What's hard is real trust and knowing. Of seeing and respecting someone fully without the distractions and delusions of sex. Of cultivating love, whether romantic or not, and seeing what develops over the years. Watching your feelings, and listening to yourself; seeing what parts of you desire, what parts ache for what, what needs are not being fulfilled, and then learning to fill them yourself.
All of these meditations have led to some large change in my life and relationships over the past couple of weeks. I realize that I need time. To stand quietly inside of myself and be in a state of wonder and bliss in my own life that I have built for myself. Good sex? No problem. I can cultivate that easily. But perhaps it's time that I cultivate a different kind of relationship in my life, both with myself, and with my 'lovers'.
My poly has been drastically different than many people's. I have had incredible love affairs with people that to most, look like friendship. They are not. They are something richer and deeper, and while the love that is shared simply doesn't cross over into stereotypically sexual realms there is an undeniable intimacy that friends just don't share. Four times in my life I have had non-sexual relationships that lasted over two years. Sleeping in the same bed, trading massages, having baths together without touching, celebrating birthdays, meeting each other's families and close friends, almost buying property together in one case..... they are unconventional ways of sharing love, and because of either an absence of desire, trauma in the other from sexual abuse, or a lack of permission to pursue sexual love, they largely looked platonic to the outside eye. For me, it is about the loving. The sex is almost something different to me, and it makes me wonder if I should even mix the two again until I find someone that I really feel can synthesize both parts of my heart.

DESCRIPTION OF THE TASK — Write the next passage of the essay on love and non-sexual intimacy, starting after its final sentence. The lines that follow have no connection to the essay on love and intimacy.

RECORD EXTRACTS —

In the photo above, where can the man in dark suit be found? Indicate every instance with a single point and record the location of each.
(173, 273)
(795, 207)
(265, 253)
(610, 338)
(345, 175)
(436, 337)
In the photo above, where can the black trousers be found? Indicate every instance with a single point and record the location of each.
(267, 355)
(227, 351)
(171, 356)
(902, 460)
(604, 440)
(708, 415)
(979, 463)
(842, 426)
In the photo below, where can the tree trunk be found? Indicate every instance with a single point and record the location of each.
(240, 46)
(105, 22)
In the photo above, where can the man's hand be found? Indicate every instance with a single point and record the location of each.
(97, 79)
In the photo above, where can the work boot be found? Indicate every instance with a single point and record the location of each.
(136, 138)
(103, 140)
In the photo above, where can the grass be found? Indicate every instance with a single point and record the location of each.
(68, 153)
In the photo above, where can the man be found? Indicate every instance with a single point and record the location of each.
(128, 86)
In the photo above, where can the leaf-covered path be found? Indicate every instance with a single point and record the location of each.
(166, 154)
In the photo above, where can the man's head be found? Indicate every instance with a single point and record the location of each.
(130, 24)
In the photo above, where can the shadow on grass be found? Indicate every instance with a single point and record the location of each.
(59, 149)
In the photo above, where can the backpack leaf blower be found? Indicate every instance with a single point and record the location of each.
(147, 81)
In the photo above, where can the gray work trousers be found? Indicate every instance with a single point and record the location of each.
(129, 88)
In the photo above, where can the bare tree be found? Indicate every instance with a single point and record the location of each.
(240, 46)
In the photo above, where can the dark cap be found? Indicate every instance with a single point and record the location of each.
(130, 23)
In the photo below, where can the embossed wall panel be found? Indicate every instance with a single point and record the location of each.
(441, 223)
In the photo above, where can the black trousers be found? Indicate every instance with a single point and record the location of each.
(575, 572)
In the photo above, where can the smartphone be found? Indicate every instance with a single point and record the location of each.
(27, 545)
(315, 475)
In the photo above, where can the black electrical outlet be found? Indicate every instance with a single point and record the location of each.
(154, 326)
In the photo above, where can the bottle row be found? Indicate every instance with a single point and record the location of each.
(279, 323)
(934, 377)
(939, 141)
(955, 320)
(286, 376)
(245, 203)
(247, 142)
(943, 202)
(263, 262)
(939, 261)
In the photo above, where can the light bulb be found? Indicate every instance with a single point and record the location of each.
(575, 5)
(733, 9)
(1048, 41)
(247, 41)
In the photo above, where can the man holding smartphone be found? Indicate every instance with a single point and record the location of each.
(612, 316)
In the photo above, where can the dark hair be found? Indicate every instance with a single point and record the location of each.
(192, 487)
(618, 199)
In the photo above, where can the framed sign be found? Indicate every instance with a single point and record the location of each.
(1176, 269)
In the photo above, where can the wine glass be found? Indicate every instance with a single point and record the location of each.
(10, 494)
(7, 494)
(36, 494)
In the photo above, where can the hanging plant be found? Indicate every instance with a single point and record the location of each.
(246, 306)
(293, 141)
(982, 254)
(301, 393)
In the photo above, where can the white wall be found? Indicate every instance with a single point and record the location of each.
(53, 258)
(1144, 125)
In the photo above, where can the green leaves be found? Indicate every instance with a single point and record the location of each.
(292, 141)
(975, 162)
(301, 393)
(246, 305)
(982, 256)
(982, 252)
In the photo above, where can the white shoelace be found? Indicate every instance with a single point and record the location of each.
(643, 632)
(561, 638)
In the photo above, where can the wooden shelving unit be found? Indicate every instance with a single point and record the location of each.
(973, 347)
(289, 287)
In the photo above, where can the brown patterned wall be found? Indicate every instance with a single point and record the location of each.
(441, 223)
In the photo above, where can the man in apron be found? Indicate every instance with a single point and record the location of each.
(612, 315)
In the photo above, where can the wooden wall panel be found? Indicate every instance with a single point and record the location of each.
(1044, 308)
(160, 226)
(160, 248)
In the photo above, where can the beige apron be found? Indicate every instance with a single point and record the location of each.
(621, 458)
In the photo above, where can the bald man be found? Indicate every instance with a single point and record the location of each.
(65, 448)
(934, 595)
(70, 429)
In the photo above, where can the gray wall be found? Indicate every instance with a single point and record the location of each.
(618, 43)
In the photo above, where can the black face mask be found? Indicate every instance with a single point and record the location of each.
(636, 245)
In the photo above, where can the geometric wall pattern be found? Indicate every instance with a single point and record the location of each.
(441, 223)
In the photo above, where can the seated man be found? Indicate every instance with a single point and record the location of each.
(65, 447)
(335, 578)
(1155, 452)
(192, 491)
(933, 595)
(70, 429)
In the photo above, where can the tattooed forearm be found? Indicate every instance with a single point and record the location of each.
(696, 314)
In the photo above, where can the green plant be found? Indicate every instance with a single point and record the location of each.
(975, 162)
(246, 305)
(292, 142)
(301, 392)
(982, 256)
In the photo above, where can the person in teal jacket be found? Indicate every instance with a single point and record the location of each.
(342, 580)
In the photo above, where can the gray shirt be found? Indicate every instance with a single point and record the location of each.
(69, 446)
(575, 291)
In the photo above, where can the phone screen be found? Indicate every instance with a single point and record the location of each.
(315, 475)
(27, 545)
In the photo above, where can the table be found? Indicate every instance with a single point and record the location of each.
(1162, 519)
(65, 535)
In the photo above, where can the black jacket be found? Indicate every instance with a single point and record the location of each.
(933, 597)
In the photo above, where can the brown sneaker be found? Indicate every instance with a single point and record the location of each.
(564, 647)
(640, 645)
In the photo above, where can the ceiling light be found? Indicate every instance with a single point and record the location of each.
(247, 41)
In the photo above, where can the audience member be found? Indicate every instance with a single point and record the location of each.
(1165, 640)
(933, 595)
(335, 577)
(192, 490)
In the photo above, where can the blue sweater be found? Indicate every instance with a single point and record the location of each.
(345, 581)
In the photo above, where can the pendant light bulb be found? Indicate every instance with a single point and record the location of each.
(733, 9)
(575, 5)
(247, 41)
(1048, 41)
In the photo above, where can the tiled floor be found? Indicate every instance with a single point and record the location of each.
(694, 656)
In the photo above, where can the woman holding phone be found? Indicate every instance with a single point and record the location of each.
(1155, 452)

EXERCISE RESULT —
I love this time in my life. The feeling of having arrived fully into self. Independent, confident and joyful, full of acceptance and excitement. Fitter than I have ever been, centered and happy, enjoying my friends, family, work and leisure time all equally. My greenhouse is filled with growing things, my home well looked after, my dog deliriously content with life. Road trips and a fun trip to New York planned, weekends away with friends, camping trips, hikes, runs and fitness dates lined up. Going to the city for shows and dinners, attending art exhibitions and going dancing. I am truly and absolutely in love with my life, and the work I am doing with counsellors has gotten me to a place of radical self-forgiveness and acceptance and in turn, the same feelings extend out into every portion of my life. It's not that life is without its challenges, or that there are not emotional times; it's that I have a deeper sense of internal strength and peace than ever before in my life, and it is coloring everything with a simplicity that I lacked previously.
Today is CBT with my new therapist, then a BBQ with an ex girlfriend, followed by a chill night with Cereb. He has a massive responsibility at work today that effects an entire region of people, and I intend on making him delicious food and unwinding in the hot tub with him - he handles pressure beautifully in many ways, but I can see it hold him tightly from time to time. He is perfect at what he does. And I mean perfect. His brain is one in forty-nine million when it comes to IQ, and it leaves me panting with happiness and wonder when we rip into the meat of life together in conversation.
Hoping everyone has a great weekend!